# PE Sample Exam (Lindberg)



## Relvinim (Oct 15, 2010)

I just ordered a copy of this and was curious if those that did the problems felt like it helped them or just made them lose confidence. I've read conflicting opinions about this helping with the actual PE exam.


----------



## dastuff (Oct 15, 2010)

They're harder than the actual test but also a good way to study...

Think of it as practicing for a 5k by running a 10k every week.


----------



## Relvinim (Oct 15, 2010)

Good analogy since I am a runner!


----------



## navyasw02 (Oct 15, 2010)

Agreed. I felt like the breadth section of the practice test was more like depth level questions.


----------



## HerrKaLeun (Oct 17, 2010)

navyasw02 said:


> Agreed. I felt like the breadth section of the practice test was more like depth level questions.


I'm doing this one right now, I'm at question 23 of the morning section and agree that it seems hard. I'll do HVAC in the afternoon and the MD questions really are way beyond me. Even one or two of the HVAC and fluid ones and the depreciation question really is hard. I did the HVAC SMS ones and thought I did kind of OK minus the little mistakes.

On a scale, how would you rate the difficulty of each sample test in relation to the actual test?

is (say what afternoon section you took too):

- PPI test the hardest

- SMS the second hardest

- actual test the third hardest

- NCEES sample test the easiest?


----------



## heath014 (Oct 20, 2010)

I would agree with what you have listed. I took HVAC depth in April and thought it was harder than the 2001 &amp; 2008 Sample exams, but not as hard as SMS or Lindeburg.

Good luck!


----------



## Bean PE (Oct 20, 2010)

I used the MERM sample exam, and quit halfway through because it was pointlessly hard. Didn't bother with any other sample tests.


----------

Request 1 -
In the forum thread, which depth section did heath014 take in April?
Request 2 -
Retype the part of the forum thread starting at "- actual test" and ending at "SMS or Lindeburg.".
The listing after this point is separate material, not part of the forum thread.

Dataset entries -
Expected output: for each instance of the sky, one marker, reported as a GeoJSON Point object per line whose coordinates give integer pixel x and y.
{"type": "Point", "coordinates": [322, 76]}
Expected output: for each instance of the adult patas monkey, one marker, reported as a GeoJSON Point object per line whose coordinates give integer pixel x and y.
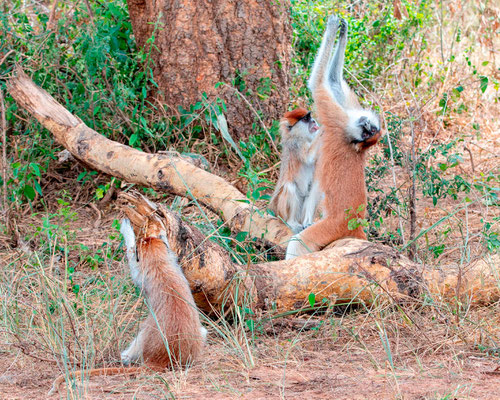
{"type": "Point", "coordinates": [298, 159]}
{"type": "Point", "coordinates": [347, 131]}
{"type": "Point", "coordinates": [172, 335]}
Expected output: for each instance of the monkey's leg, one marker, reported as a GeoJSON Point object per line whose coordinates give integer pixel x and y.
{"type": "Point", "coordinates": [135, 348]}
{"type": "Point", "coordinates": [336, 67]}
{"type": "Point", "coordinates": [318, 236]}
{"type": "Point", "coordinates": [311, 204]}
{"type": "Point", "coordinates": [319, 71]}
{"type": "Point", "coordinates": [131, 251]}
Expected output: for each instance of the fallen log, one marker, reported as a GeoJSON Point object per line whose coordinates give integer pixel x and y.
{"type": "Point", "coordinates": [166, 173]}
{"type": "Point", "coordinates": [348, 271]}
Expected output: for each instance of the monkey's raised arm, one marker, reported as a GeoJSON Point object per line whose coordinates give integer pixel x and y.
{"type": "Point", "coordinates": [322, 61]}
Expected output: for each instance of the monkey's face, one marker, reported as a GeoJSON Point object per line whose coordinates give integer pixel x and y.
{"type": "Point", "coordinates": [309, 121]}
{"type": "Point", "coordinates": [363, 129]}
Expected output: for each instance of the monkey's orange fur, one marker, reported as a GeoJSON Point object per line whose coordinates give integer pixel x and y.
{"type": "Point", "coordinates": [176, 320]}
{"type": "Point", "coordinates": [347, 131]}
{"type": "Point", "coordinates": [171, 335]}
{"type": "Point", "coordinates": [340, 171]}
{"type": "Point", "coordinates": [298, 158]}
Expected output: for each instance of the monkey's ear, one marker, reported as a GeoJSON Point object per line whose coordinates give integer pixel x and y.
{"type": "Point", "coordinates": [296, 115]}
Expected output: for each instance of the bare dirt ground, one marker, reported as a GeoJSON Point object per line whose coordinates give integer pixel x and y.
{"type": "Point", "coordinates": [323, 373]}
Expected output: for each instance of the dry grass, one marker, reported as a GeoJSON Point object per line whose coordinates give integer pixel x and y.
{"type": "Point", "coordinates": [427, 352]}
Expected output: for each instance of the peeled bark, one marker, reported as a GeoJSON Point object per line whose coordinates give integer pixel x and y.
{"type": "Point", "coordinates": [166, 173]}
{"type": "Point", "coordinates": [348, 271]}
{"type": "Point", "coordinates": [200, 43]}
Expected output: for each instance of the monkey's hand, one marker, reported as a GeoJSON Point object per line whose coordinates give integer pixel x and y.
{"type": "Point", "coordinates": [368, 127]}
{"type": "Point", "coordinates": [363, 129]}
{"type": "Point", "coordinates": [333, 23]}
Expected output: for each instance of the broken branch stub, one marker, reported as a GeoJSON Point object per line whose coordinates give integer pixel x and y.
{"type": "Point", "coordinates": [167, 173]}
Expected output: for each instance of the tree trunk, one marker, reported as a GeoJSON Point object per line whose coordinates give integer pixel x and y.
{"type": "Point", "coordinates": [349, 270]}
{"type": "Point", "coordinates": [167, 173]}
{"type": "Point", "coordinates": [201, 43]}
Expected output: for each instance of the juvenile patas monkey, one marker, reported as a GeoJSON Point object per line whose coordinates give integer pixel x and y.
{"type": "Point", "coordinates": [298, 159]}
{"type": "Point", "coordinates": [347, 131]}
{"type": "Point", "coordinates": [172, 335]}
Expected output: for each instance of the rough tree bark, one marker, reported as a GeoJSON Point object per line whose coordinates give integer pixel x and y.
{"type": "Point", "coordinates": [349, 270]}
{"type": "Point", "coordinates": [201, 43]}
{"type": "Point", "coordinates": [168, 173]}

Right answer 1 -
HVAC depth.

Right answer 2 -
- actual test the third hardest

- NCEES sample test the easiest?


----------



## heath014 (Oct 20, 2010)

I would agree with what you have listed. I took HVAC depth in April and thought it was harder than the 2001 &amp; 2008 Sample exams, but not as hard as SMS or Lindeburg.